[EXERCISE 1]
Using the ableC tensor compiler text, explain what a reader would find in the paper linked at http://tensor-compiler.org/publications.html and why it applies to this extension. Answer in one to three sentences.
[EXERCISE 2]
In the ableC tensor compiler text, what kind of values must the dimension order list contain when it is used?

[TEXT SHOWN]
((

A tensor algebra compiler for ableC based on the paper The Tensor Algebra Compiler by Fredrik Kjolstad, et. al. More information about this can be found on their website http://tensor-compiler.org/, and the details and limitations of the code generation algorithm are described in their paper, available at http://tensor-compiler.org/publications.html. The algorithm used herein is very similar to theirs, with some differences discussed at the bottom of this document.
The first step in declaring and using tensors for this extension is to declare the necessary tensor formats. This is done with a declaration of the form:
tensor format name ({specifiers} [, {dimension order}]);
The dimension order part is optional. In this, name is the name you wish to give the tensor format, specifiers is a list of the storage specifiers for each dimension in the tensor, and dimension order is an optional integer list specifying the order in which the dimensions of the tensor should be stored. Note that if dimension order is used, the values in it must be integre constants, any other values will not be accepted.

))

[Contour labeling entries]
((

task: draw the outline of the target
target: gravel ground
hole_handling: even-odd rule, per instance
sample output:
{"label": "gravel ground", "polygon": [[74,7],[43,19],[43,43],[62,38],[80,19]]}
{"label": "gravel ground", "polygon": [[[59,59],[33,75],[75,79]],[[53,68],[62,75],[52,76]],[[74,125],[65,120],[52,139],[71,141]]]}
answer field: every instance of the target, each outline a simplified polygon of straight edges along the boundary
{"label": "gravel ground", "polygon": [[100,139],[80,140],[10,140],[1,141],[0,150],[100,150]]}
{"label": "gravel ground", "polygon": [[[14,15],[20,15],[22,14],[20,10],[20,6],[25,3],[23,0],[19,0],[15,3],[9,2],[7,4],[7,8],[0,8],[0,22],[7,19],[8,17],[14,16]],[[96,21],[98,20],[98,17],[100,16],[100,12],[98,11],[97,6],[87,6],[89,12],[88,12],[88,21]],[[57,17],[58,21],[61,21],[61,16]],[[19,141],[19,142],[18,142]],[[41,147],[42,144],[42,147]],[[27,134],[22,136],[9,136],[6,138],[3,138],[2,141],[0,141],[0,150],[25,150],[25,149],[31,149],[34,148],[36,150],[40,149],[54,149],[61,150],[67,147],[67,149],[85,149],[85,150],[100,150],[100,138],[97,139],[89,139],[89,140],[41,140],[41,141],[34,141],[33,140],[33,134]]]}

))

[TASK ANSWER 1]
The paper describes the details and limitations of the code generation algorithm. It applies here because the algorithm this extension uses is very similar to the one in that paper, with some differences.

[TASK ANSWER 2]
Integer constants; no other values are accepted.